### Problems and tasks
1: Transcribe the arbitration terms from "13.4. Method of" up to and including "and referenced above.".
2: Pick up the arbitration terms after their last sentence and keep writing.

Begin Document section

13.3. Applicable Rules. Boardroom Breakout and you agree that the arbitration will be conducted by the AAA. The rules governing the arbitration proceeding will be the current Commercial Arbitration Rules and the Supplementary Procedures for Consumer Related Disputes (“AAA Rules”) from the American Arbitration Association, as modified by these Terms. The AAA rules may be accessed at www.adr.org or can be obtained by calling AA at 1.800.778.7879. The arbitrator shall be empowered to grant whatever relief would be available in a court under law or in equity, and must enforce the same limitations stated in these Terms as a court would. The arbitrator will issue an award decision in writing but will not provide an explanation for the award unless you or Boardroom Breakout requests one. The arbitrator’s award shall be final and binding, and judgment on the award rendered by the arbitrator may be entered in any court having judgment thereof.
13.4. Method of Arbitration. If the value of relief sought is $10,000 or less, Boardroom Breakout agrees that you may choose whether the arbitration will be conducted solely on the written documents submitted, by telephone, or in person in the city or county of the billing address reflected on your bill. If your claim exceeds $10,000, the right to a hearing will be determined by the AAA rules. The written documents can be the notice to arbitrate that either of us send to the other regarding arbitration and referenced above.
13.5. Arbitration Costs and Attorney Fees. If you properly file a claim with AAA pursuant to these and AAA’s provisions, and the amount of your dispute does not exceed $10,000, at your request Boardroom Breakout will pay for all AAA filing, administrative, and arbitrator fees (“Arbitration Costs”) and your reasonable attorney’s fees (with reasonable hourly rates and expenses to be determined by the location of the arbitration) (“Attorney Fees”) incurred by you regardless of the decision of the arbitrator, unless your claim is found to be frivolous or improper (as set forth in the Federal Rules of Civil Procedure Rule 11) by the arbitrator. A portion of the payment of Arbitration Costs may be in the form of reimbursement, as you may be required to place a deposit when your notice of arbitration is filed. If your claim is found to be frivolous or improper, you agree to reimburse us for all fees associated with the arbitration paid by Boardroom Breakout on your behalf that you otherwise would be obligated to pay under AAA rules. If your dispute exceeds $10,000 but not $75,000, Boardroom Breakout agrees to pay all the Arbitration Costs and 50% of your Attorney Fees. For disputes of $75,000 or more, the AAA rules regarding Arbitration Costs will apply. However, Boardroom Breakout agrees to pay 50% of the Arbitration Costs, and each party will pay its own Attorney Fees incurred for disputes of $75,000 or more. Notwithstanding the foregoing, if your claim is found to be frivolous or improper (as set forth in the Federal Rules of Civil Procedure Rule 11) by the arbitrator, Boardroom Breakout will have no obligation to pay any of your Attorney Fees. If Boardroom Breakout disputes the reasonableness of any Attorney Fees, you agree that the presiding arbitrator shall determine what is a reasonable fee and his/her decision regarding Attorney Fees will be binding on both you and Boardroom Breakout. In no event shall Boardroom Breakout be entitled to an award of its Attorney Fees.

End Document section
Begin Supplied material

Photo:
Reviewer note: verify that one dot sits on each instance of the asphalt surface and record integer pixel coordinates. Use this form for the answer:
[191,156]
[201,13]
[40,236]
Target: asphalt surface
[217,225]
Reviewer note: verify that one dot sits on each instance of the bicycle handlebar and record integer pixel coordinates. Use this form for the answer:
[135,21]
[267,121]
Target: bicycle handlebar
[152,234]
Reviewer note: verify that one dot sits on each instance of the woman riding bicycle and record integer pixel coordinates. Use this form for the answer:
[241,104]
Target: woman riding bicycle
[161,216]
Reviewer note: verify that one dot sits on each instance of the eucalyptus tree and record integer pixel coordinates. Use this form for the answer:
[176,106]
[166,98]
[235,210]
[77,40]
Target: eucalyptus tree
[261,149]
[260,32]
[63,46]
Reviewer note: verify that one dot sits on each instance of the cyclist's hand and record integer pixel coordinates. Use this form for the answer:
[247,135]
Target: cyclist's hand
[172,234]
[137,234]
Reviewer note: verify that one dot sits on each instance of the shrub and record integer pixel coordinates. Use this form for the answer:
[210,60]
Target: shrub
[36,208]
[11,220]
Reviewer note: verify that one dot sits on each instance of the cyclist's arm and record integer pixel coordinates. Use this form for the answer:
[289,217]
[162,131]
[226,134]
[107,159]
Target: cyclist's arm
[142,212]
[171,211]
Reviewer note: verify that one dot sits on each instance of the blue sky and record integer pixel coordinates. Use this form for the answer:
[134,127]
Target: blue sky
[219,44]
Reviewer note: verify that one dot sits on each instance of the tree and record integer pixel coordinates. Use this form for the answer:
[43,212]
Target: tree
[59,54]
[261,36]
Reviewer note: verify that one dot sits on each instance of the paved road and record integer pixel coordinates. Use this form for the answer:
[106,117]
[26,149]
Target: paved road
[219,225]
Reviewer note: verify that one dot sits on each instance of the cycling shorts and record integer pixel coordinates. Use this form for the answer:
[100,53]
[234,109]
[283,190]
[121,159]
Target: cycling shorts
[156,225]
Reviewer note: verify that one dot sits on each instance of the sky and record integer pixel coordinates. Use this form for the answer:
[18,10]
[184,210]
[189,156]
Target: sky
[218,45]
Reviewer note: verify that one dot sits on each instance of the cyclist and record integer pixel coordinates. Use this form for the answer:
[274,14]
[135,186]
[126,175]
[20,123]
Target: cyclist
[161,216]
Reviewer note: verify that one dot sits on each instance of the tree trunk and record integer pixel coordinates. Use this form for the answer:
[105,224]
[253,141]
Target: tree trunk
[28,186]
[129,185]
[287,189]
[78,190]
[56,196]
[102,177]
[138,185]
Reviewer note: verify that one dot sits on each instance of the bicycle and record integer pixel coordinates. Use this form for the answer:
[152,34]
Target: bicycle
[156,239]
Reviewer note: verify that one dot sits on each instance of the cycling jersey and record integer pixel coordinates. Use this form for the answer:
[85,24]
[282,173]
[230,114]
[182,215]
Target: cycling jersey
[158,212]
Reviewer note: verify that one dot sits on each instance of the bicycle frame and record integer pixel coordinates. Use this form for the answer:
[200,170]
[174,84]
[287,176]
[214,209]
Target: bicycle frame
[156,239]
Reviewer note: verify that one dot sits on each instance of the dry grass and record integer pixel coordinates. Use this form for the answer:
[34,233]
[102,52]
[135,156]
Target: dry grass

End Supplied material

### Answers to the tasks
1:
13.4. Method of Arbitration. If the value of relief sought is $10,000 or less, Boardroom Breakout agrees that you may choose whether the arbitration will be conducted solely on the written documents submitted, by telephone, or in person in the city or county of the billing address reflected on your bill. If your claim exceeds $10,000, the right to a hearing will be determined by the AAA rules. The written documents can be the notice to arbitrate that either of us send to the other regarding arbitration and referenced above.

2:
13.6. Awards. If the arbitrator’s award is in your favor and is greater than the value of Boardroom Breakout’s last settlement offer made to you prior to selection of the arbitrator, Boardroom Breakout will pay you the amount of the arbitrator’s award or $3,000, whichever amount is greater. Boardroom Breakout also will pay your attorney’s reasonable fees, including expenses, or $2,500, whichever amount is greater.
13.7. Injunctive Relief. If you seek declaratory or injunctive relief in the arbitration, the arbitrator may award such relief only to the extent necessary to provide relief warranted by your individual claim.
13.8. Consolidation. The arbitrator may not consolidate more than one person’s claims and may not otherwise preside over any form of a representative or class proceeding.
13.9. Confidentiality. Any arbitration shall remain confidential. During the arbitration, the amount of any settlement offer made by Boardroom Breakout or you shall not be disclosed to the arbitrator until after the arbitrator determines the amount, if any, to which you or Boardroom Breakout is entitled. Neither you nor Boardroom Breakout may disclose the existence, content, or result of any arbitration or award, except as may be required by law, or to confirm and enforce an award.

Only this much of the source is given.